Один из самых сильных детских страхов у меня – картина Карла Брюллова «Последний день Помпеи». Чего я боялся? Нет, не черного неба с молниями. Не падающих с фронтонов статуй. Не потерявшихся членов семей. Не заблудившихся стариков. Не оплакивающих себя женщин. Не испугавшихся собственного крика мужчин (от картины исходит мучительный гул). Даже раздавленная плоть, маячившая где-то позади слишком классицистской для нее картины, – и та не пугала меня.
Меня пугало изображение пожилой матери, у которой больше нет сил идти и которая просит сына оставить ее, двигаться дальше самому. Парафразом этого сюжета было изображение беспомощного младенца, лежащего около мертвой матери, которую, вместе с ним, вот-вот раздавят подводы со скарбом. Изображение было полной противоположностью обычной иконографии «Пьеты», распространившейся в послевоенных мемориалах павшим солдатам. «Пьета» олицетворяла образ Великой матери, женского аватара Хроноса-Сатурна, которая одновременно душила ребенка в объятиях и оплакивала его.
У Брюллова в двойном изображении матери с ребенком происходило обратное действие. Великая мать в ипостаси старухи как будто отпускала повзрослевшее дитя, чтобы потом, умерев или заснув, вернуться к ипостаси юной девы, лишив обратившегося в младенца сына шансов выжить. В этом лишении шансов на выживание обнаруживалась своя логика: в обычной ситуации дева могла быть только бездетна, бездетностью подтверждалась ее безгрешность. Обладание ребенком для девы возможно только через союз с божественным отцом. Однако и наличие божественного отца не гарантирует ребенка от смерти, а только откладывает ее на неопределенный срок. При этом потерявший мать ребенок может найти ее уже взрослым.
Таков инцестуальный мотив историй про спящую красавицу, включая миф об
Ребенком я разрывался между младенцем, оставшимся у тела матери, которое вот-вот раздавят повозки с поклажей, и юношей, которого мать уговаривала не тащить ее за собой из гибнущего города. Наверное, спасительным выбором для юноши было бы подхватить младенца. Однако и это спасение было иллюзией. Отождествившись со своим младенческим Я, юноша обнаруживал бы не недостающее звено из прошлого и/ или будущего, а изначально мертвую мать. Обратной стороной всего этого могло стать понимание, что живой мать является только тогда, когда ее любовь к сыну неотличима от плача по нему или как минимум от постоянной готовности его оплакать. К тому же в выжившем младенце угадывался не столько сам юноша, в состоянии, к которому он вернется на фоне умершей матери, а исчезнувший отец.

# [Исходный материал]
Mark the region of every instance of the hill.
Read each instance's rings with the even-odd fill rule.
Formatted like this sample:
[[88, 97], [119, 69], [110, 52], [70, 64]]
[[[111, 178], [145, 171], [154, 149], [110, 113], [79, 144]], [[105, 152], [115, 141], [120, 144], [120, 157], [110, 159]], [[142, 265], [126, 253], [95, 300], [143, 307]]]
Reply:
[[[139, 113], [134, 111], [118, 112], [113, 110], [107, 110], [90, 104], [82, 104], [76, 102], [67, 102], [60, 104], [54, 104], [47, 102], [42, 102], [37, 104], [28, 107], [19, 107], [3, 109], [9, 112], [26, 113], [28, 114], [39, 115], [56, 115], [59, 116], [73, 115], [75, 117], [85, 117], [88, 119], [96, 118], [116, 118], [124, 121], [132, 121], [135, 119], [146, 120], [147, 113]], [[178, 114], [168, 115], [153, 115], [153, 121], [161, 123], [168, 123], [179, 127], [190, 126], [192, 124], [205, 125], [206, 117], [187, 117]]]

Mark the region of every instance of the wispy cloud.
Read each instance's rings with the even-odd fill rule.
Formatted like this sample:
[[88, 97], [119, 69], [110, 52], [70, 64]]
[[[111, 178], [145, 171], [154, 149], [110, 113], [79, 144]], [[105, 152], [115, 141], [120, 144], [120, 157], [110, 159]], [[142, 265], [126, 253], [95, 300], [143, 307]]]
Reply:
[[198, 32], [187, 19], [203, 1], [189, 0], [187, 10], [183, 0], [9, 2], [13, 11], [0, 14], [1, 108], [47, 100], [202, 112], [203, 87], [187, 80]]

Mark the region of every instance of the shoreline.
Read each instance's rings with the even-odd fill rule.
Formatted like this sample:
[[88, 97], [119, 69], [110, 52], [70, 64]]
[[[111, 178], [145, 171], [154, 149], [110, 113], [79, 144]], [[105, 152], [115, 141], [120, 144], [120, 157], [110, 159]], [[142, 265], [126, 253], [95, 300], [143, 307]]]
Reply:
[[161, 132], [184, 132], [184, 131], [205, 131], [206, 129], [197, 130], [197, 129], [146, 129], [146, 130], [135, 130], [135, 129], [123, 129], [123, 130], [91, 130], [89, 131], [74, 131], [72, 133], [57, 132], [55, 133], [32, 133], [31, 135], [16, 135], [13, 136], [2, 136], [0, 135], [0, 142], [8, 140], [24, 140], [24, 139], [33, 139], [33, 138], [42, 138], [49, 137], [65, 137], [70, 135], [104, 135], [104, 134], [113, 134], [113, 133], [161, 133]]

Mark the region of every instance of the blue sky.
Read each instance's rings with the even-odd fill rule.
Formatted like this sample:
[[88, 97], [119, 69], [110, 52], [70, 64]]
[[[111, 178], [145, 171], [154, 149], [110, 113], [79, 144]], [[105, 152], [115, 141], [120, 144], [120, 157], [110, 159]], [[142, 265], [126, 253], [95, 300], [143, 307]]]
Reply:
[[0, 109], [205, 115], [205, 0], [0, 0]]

# [Задания]
A: Определите, согласуются ли с фрагментом текста утверждения: (i) в детстве автора пугало черное небо с молниями; (ii) автора пугало изображение пожилой матери, которая просит сына оставить ее; (iii) иконография «Пьеты» распространилась в послевоенных мемориалах павшим солдатам. Для каждого утверждения ответьте «да» или «нет» и приведите точную цитату из фрагмента, на которой основан ответ.
B: Чем, согласно фрагменту текста, подтверждалась безгрешность девы?
C: Повторите из фрагмента текста отрывок, начиная со слов «Один из самых» и вплоть до слов «не пугала меня.».

# [Письменные ответы]
A:
(i) Нет: «Нет, не черного неба с молниями».
(ii) Да: «Меня пугало изображение пожилой матери, у которой больше нет сил идти и которая просит сына оставить ее».
(iii) Да: «распространившейся в послевоенных мемориалах павшим солдатам».

B: Бездетностью.

C:
Один из самых сильных детских страхов у меня – картина Карла Брюллова «Последний день Помпеи». Чего я боялся? Нет, не черного неба с молниями. Не падающих с фронтонов статуй. Не потерявшихся членов семей. Не заблудившихся стариков. Не оплакивающих себя женщин. Не испугавшихся собственного крика мужчин (от картины исходит мучительный гул). Даже раздавленная плоть, маячившая где-то позади слишком классицистской для нее картины, – и та не пугала меня.